- **Goal**
Repeat the material below word for word and leave out all pictures.

- **Records to use**
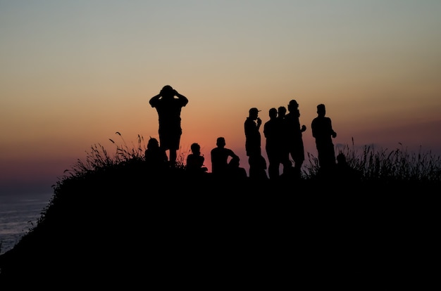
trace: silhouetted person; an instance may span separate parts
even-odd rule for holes
[[[333,129],[331,119],[325,116],[325,105],[318,104],[317,117],[312,120],[311,129],[312,136],[316,138],[320,168],[328,173],[335,165],[335,152],[333,138],[337,136],[337,133]]]
[[[285,120],[288,153],[294,162],[292,169],[296,178],[300,178],[302,165],[305,160],[302,132],[306,130],[306,127],[304,124],[300,127],[299,117],[299,103],[294,99],[291,100],[288,104],[288,114],[285,117]]]
[[[168,166],[168,160],[166,151],[160,146],[158,140],[150,138],[144,153],[144,160],[147,169],[151,172],[161,171]]]
[[[217,138],[216,144],[216,147],[210,152],[211,173],[218,177],[225,177],[228,171],[228,159],[237,159],[239,161],[240,158],[232,150],[225,148],[225,140],[223,136]]]
[[[359,181],[361,180],[361,172],[349,165],[346,156],[340,153],[337,155],[335,172],[333,173],[337,180],[345,181]]]
[[[245,150],[249,164],[249,177],[253,179],[268,179],[266,176],[266,161],[262,156],[261,148],[261,133],[259,129],[262,121],[259,117],[257,108],[251,108],[245,120]]]
[[[292,169],[292,163],[290,160],[290,150],[288,149],[288,141],[287,137],[287,122],[286,107],[280,106],[278,108],[277,121],[279,127],[280,142],[279,145],[279,153],[280,163],[283,165],[283,173],[288,173]]]
[[[201,146],[197,143],[190,146],[192,153],[187,156],[187,165],[185,169],[192,174],[205,173],[207,168],[204,167],[205,157],[201,155]]]
[[[248,176],[247,176],[247,170],[242,167],[240,167],[240,162],[239,157],[233,157],[230,160],[228,163],[228,176],[231,180],[236,181],[245,181]]]
[[[166,85],[159,94],[152,97],[149,102],[158,112],[159,143],[164,150],[169,151],[170,164],[174,167],[182,134],[181,109],[188,103],[188,99],[171,86]]]
[[[271,108],[268,114],[270,119],[263,124],[263,135],[266,138],[265,150],[269,163],[268,174],[271,179],[276,179],[280,176],[280,127],[277,119],[277,109]]]

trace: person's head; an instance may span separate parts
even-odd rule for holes
[[[271,108],[268,111],[268,114],[270,115],[270,119],[274,119],[277,117],[277,109],[273,108]]]
[[[232,168],[238,168],[240,164],[240,160],[237,157],[232,157],[230,162],[228,162],[228,166]]]
[[[170,85],[166,85],[161,90],[161,96],[163,97],[173,97],[175,96],[175,90]]]
[[[216,140],[216,145],[219,147],[219,148],[223,148],[225,146],[225,139],[222,137],[220,136],[218,138],[218,139]]]
[[[259,110],[257,108],[256,108],[255,107],[251,108],[249,111],[249,117],[251,119],[256,119],[257,117],[259,117],[259,112],[260,110]]]
[[[147,142],[147,149],[153,150],[159,148],[159,142],[155,138],[150,138]]]
[[[296,101],[295,100],[292,99],[288,103],[288,110],[290,110],[290,112],[294,112],[298,108],[299,103],[297,103],[297,101]]]
[[[201,153],[201,146],[199,146],[199,144],[197,143],[192,143],[192,146],[190,146],[190,149],[192,150],[192,153],[193,153],[194,154],[199,155]]]
[[[279,107],[278,109],[278,114],[279,115],[279,117],[283,117],[286,115],[286,107]]]
[[[317,114],[318,116],[325,116],[326,114],[326,108],[325,104],[318,104],[317,105]]]

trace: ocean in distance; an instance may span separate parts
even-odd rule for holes
[[[37,225],[53,193],[0,195],[0,254]]]

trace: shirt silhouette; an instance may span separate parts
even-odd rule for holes
[[[161,170],[166,167],[168,160],[167,154],[160,146],[158,140],[150,138],[144,153],[144,160],[149,171]]]
[[[268,111],[270,119],[263,124],[263,135],[266,138],[265,150],[269,165],[268,174],[271,179],[279,177],[279,166],[281,162],[280,153],[280,126],[278,119],[276,108],[271,108]]]
[[[217,176],[226,176],[228,171],[228,159],[237,159],[239,162],[239,156],[232,150],[225,146],[225,140],[220,136],[216,140],[216,147],[210,153],[211,157],[211,173]],[[230,160],[231,162],[231,160]]]
[[[328,170],[335,165],[335,152],[333,138],[337,133],[333,129],[331,119],[325,116],[326,108],[324,104],[317,105],[317,117],[312,120],[311,129],[316,138],[316,147],[321,169]]]
[[[204,173],[207,168],[204,167],[205,157],[201,155],[201,146],[197,143],[192,143],[192,153],[187,156],[186,169],[192,174]]]
[[[294,162],[293,170],[296,178],[300,178],[302,165],[305,160],[302,132],[306,130],[306,127],[304,124],[300,127],[299,117],[299,103],[294,99],[291,100],[288,104],[288,114],[285,117],[285,135],[288,154]]]
[[[164,150],[169,151],[170,163],[174,167],[182,134],[181,109],[188,103],[188,99],[171,86],[166,85],[149,103],[158,112],[159,143]]]

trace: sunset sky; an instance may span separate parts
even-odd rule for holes
[[[180,153],[199,143],[209,170],[218,136],[248,170],[249,109],[264,123],[291,99],[306,153],[324,103],[337,151],[440,155],[440,28],[438,0],[0,0],[0,194],[51,191],[109,138],[157,138],[166,84],[189,99]]]

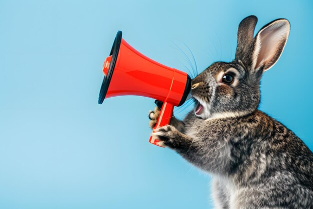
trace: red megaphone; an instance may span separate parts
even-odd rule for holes
[[[104,74],[98,103],[104,98],[122,95],[138,95],[155,99],[160,107],[156,129],[170,124],[174,106],[186,100],[191,79],[186,73],[158,63],[136,51],[122,38],[118,32],[103,66]],[[150,137],[149,142],[158,145]]]

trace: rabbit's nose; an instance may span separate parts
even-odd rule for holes
[[[194,84],[192,84],[192,89],[195,89],[196,87],[198,87],[198,86],[199,86],[200,85],[200,82]]]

- **Exercise answer**
trace: silhouetted person; an instance may span separate parts
even-odd rule for holes
[[[333,129],[331,119],[325,116],[325,105],[318,104],[317,117],[312,120],[311,129],[312,136],[316,138],[320,168],[328,173],[335,165],[335,152],[333,138],[337,136],[337,133]]]
[[[285,120],[288,153],[294,162],[292,169],[296,178],[300,178],[302,165],[305,160],[302,132],[306,130],[306,127],[304,124],[300,127],[299,117],[299,103],[294,99],[291,100],[288,104],[288,114],[285,117]]]
[[[168,166],[168,160],[166,151],[160,146],[158,140],[150,138],[144,153],[144,160],[147,169],[151,172],[161,171]]]
[[[217,138],[216,144],[216,147],[210,152],[211,173],[218,177],[225,177],[228,171],[228,159],[237,159],[239,161],[240,158],[232,150],[225,148],[225,140],[223,136]]]
[[[359,181],[361,180],[361,172],[349,165],[346,156],[340,153],[337,155],[335,172],[333,173],[337,180],[345,181]]]
[[[245,150],[249,164],[249,177],[253,179],[268,179],[266,176],[266,161],[262,156],[261,148],[261,133],[259,129],[262,121],[259,117],[257,108],[251,108],[245,120]]]
[[[292,169],[292,163],[290,160],[290,150],[288,149],[288,141],[287,137],[287,122],[286,107],[280,106],[278,108],[277,121],[279,127],[280,142],[279,145],[279,153],[280,163],[283,165],[283,173],[288,173]]]
[[[201,146],[197,143],[190,146],[192,153],[187,156],[187,165],[185,169],[192,174],[205,173],[207,168],[204,167],[205,157],[201,155]]]
[[[248,176],[247,176],[247,170],[242,167],[240,167],[240,162],[239,157],[233,157],[230,160],[228,163],[228,176],[231,180],[236,181],[245,181]]]
[[[166,85],[159,94],[152,97],[149,102],[158,112],[159,143],[164,150],[169,151],[170,164],[174,167],[182,134],[181,109],[188,103],[188,99],[171,86]]]
[[[271,108],[268,114],[270,119],[263,124],[263,135],[266,138],[265,150],[269,163],[268,174],[271,179],[276,179],[280,176],[280,127],[277,119],[277,109]]]

trace: person's head; an instance may span separate parts
even-odd rule for holes
[[[271,108],[268,111],[268,114],[270,115],[270,119],[274,119],[277,117],[277,109],[273,108]]]
[[[232,168],[238,168],[240,164],[240,160],[237,157],[232,157],[230,162],[228,162],[228,166]]]
[[[170,85],[166,85],[161,90],[161,96],[163,97],[173,97],[175,96],[175,90]]]
[[[216,140],[216,145],[219,147],[219,148],[223,148],[225,146],[225,139],[222,137],[220,136],[218,138],[218,139]]]
[[[259,110],[257,108],[256,108],[255,107],[251,108],[249,111],[249,117],[251,119],[256,119],[257,117],[259,117],[259,112],[260,110]]]
[[[147,142],[147,149],[153,150],[159,148],[159,142],[155,138],[150,138]]]
[[[296,101],[295,100],[292,99],[288,103],[288,110],[290,110],[290,112],[294,112],[298,108],[299,103],[297,103],[297,101]]]
[[[201,153],[201,146],[199,146],[199,144],[197,143],[192,143],[192,146],[190,146],[190,149],[192,150],[192,153],[193,153],[194,154],[199,155]]]
[[[279,107],[278,109],[278,114],[279,115],[279,117],[283,117],[286,115],[286,107]]]
[[[317,114],[318,116],[325,116],[326,114],[326,108],[325,104],[318,104],[317,105]]]

trace: ocean in distance; an instance may span separate parts
even-odd rule for holes
[[[37,225],[53,193],[0,195],[0,254]]]

trace: shirt silhouette; an instance may span separate parts
even-odd rule for holes
[[[161,170],[166,167],[168,160],[167,154],[160,146],[158,140],[150,138],[144,153],[144,160],[149,171]]]
[[[268,111],[270,119],[263,124],[263,135],[266,138],[265,150],[269,165],[268,174],[271,179],[279,177],[279,166],[281,162],[280,153],[280,126],[278,119],[276,108],[271,108]]]
[[[217,176],[226,176],[228,171],[228,159],[237,159],[239,162],[239,156],[232,150],[225,146],[225,140],[220,136],[216,140],[216,147],[210,153],[211,157],[211,173]],[[230,160],[231,162],[231,160]]]
[[[328,170],[335,165],[335,152],[333,138],[337,133],[333,129],[331,119],[325,116],[326,108],[324,104],[317,105],[317,117],[312,120],[311,129],[316,138],[316,147],[321,169]]]
[[[204,173],[207,168],[204,167],[205,157],[201,155],[201,146],[197,143],[192,143],[192,153],[187,156],[186,169],[192,174]]]
[[[294,162],[293,170],[296,178],[300,178],[302,165],[305,160],[302,132],[306,130],[306,127],[304,124],[300,127],[299,117],[299,103],[294,99],[291,100],[288,104],[288,114],[285,117],[285,135],[288,154]]]
[[[164,150],[169,151],[170,163],[174,167],[182,134],[181,109],[188,103],[188,99],[171,86],[166,85],[149,103],[158,112],[159,143]]]

trace: sunset sky; an instance may span separate parts
even-odd rule for holes
[[[180,153],[199,143],[209,170],[218,136],[248,170],[249,109],[264,123],[291,99],[306,153],[324,103],[337,151],[440,155],[440,28],[438,0],[0,0],[0,194],[51,191],[109,138],[157,138],[166,84],[189,99]]]

trace: red megaphone; an instance may span separate parts
even-odd rule for holes
[[[104,74],[98,103],[104,98],[122,95],[138,95],[155,99],[160,107],[156,129],[170,124],[174,106],[186,100],[191,79],[186,73],[158,63],[136,51],[122,38],[118,32],[103,66]],[[150,137],[149,142],[158,145]]]

trace: rabbit's nose; an instance may span separate parts
even-odd rule for holes
[[[194,84],[192,84],[192,89],[195,89],[196,87],[198,87],[198,86],[199,86],[200,85],[200,82]]]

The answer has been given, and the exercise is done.